*TASKS AND EXERCISES*:
a: From the passage on amending tax returns, list each distinct dollar figure that appears with a dollar sign.
b: Please return every line of the listing that contains the string "fence", matching case exactly.

*SOURCE PASSAGE*:
You can use our married filing separate calculator to estimate the cost of filing separately in the past.
You would simply review each of your 1040 forms to see what you reported for your adjusted gross income (AGI). Then input those numbers into the calculat,or and you’ll get an estimate of the cost of filing separately for that year.
Before April 2025, you can amend 2021, 2022, or 2023 tax years.
So how much would you have to save through amending to justify doing it?
Any number I give you would be arbitrary, but I’d suggest anything below $2,000 of cost savings isn’t worth amending for.
Based on our experience running a tax business through our advisory firm, SLP Wealth, at least half of borrowers who file separately shouldn’t bother amending.
Why shouldn’t a borrower amend to get a $2,000 refund? There’s no hard and fast rule for this, but I’ll share my reasons.
Reasons to avoid amending your past tax returns
Amending old tax returns might seem like a straightforward way to recoup extra costs, but it's important to weigh the potential drawbacks. Here are a few key reasons why you should think twice before taking this step.
Amending your return might increase audit chances
Theoretically, amending an old return might attract more attention, either manually or through an IRS algorithm. This is purely speculative, but if repeatedly amending old returns could increase the probability of being audited, most taxpayers would probably want to avoid it.
And it should be noted that you have nothing to fear from an IRS audit if you’ve done things properly. But most folks would probably pay money to avoid an increased probability of audit, and there’s no way to know with increased IRS funding what would trigger an increased audit probability.
Amending an old return has a cost to it
While amending most returns is pretty straightforward, most tax preparation firms would probably charge a few hundred dollars for it.
Suppose you’re saving $1,500 from amending your return from separate to joint. If it costs you $500 to amend, yes, you’re saving $1,000, but you must also sign off on it, remember to take action, follow up with the tax preparer, etc.

*DATA FOR PROCESSING*:
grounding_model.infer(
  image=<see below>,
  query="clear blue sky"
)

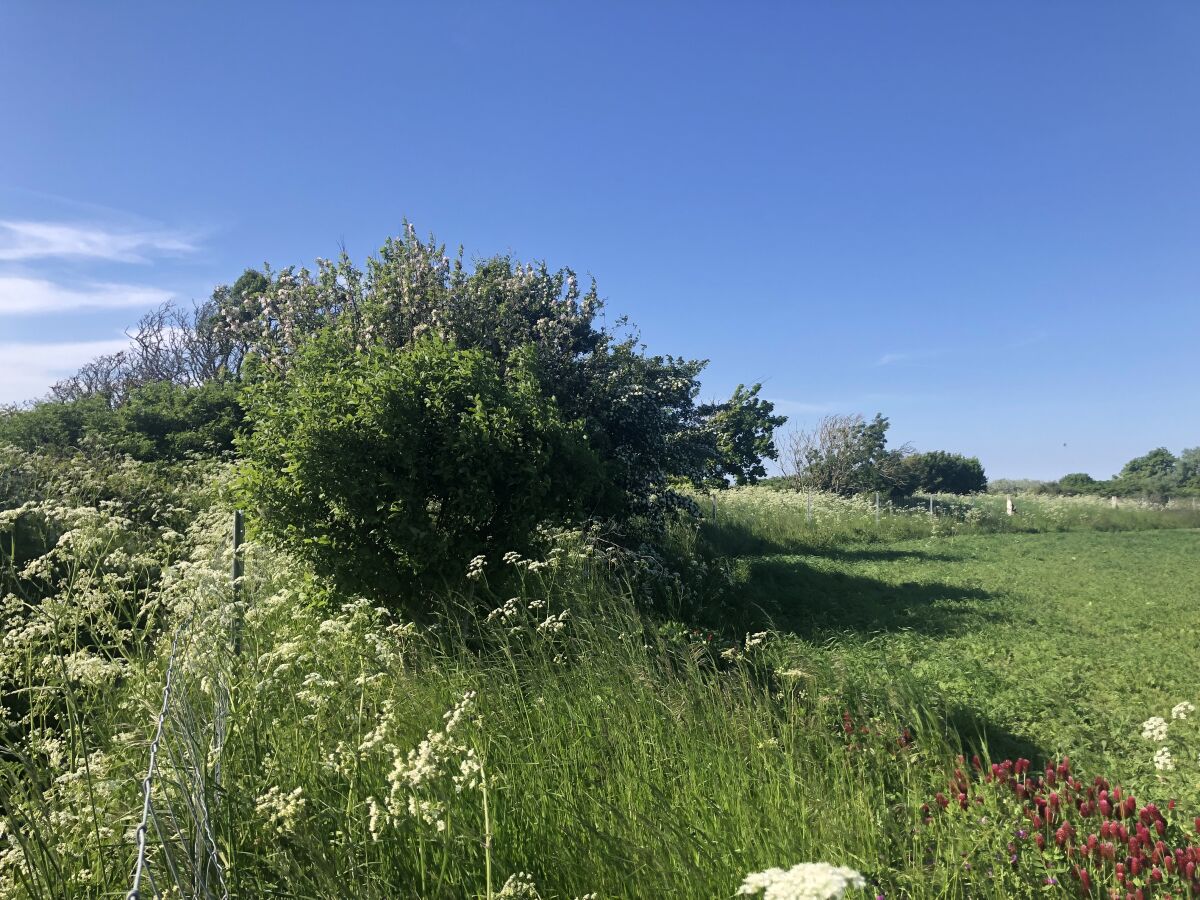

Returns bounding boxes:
[0,0,1200,478]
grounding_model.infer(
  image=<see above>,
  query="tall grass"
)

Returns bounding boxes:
[0,460,1190,900]
[0,501,1000,898]
[701,487,1200,554]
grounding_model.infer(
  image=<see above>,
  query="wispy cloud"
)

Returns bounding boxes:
[0,220,197,263]
[0,337,130,403]
[0,275,172,316]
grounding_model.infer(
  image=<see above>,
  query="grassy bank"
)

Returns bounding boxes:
[0,460,1200,900]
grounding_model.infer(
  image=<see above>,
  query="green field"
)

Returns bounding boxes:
[736,529,1200,780]
[0,472,1200,900]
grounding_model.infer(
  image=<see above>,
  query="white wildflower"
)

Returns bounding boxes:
[254,786,306,834]
[467,556,487,581]
[1154,746,1175,772]
[496,872,541,900]
[538,610,570,635]
[1141,715,1166,742]
[737,863,866,900]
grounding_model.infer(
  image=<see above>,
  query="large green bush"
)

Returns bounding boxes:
[241,330,610,601]
[905,450,988,493]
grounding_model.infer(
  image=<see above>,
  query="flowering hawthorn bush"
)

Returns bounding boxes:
[922,756,1200,900]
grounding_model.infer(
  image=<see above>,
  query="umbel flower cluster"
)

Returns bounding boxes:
[1141,700,1200,774]
[738,863,866,900]
[922,756,1200,900]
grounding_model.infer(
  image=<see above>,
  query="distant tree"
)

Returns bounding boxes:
[222,224,782,520]
[1058,472,1104,493]
[0,382,244,461]
[1118,446,1180,479]
[905,450,988,493]
[787,414,910,496]
[1178,446,1200,493]
[697,384,787,486]
[1112,446,1182,499]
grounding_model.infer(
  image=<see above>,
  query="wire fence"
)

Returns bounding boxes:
[125,511,245,900]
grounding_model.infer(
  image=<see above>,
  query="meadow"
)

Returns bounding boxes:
[0,451,1200,900]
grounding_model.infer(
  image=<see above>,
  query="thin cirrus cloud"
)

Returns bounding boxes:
[0,337,130,404]
[0,275,173,316]
[0,220,197,263]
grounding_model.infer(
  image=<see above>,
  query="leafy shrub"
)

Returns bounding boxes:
[788,413,908,497]
[110,382,242,461]
[241,331,608,600]
[210,226,784,522]
[0,380,244,462]
[905,450,988,493]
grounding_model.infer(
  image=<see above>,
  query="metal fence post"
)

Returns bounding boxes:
[230,509,246,655]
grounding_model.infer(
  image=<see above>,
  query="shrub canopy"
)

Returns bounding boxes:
[241,331,605,600]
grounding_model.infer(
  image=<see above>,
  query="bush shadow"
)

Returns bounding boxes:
[724,558,1004,641]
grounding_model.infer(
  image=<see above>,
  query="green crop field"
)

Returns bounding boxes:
[7,461,1200,900]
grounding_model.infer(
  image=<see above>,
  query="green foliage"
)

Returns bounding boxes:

*OUTPUTS FOR THE TASKS*:
a: $2,000, $1,500, $500, $1,000

b:
  query="wire fence"
  query="metal fence post"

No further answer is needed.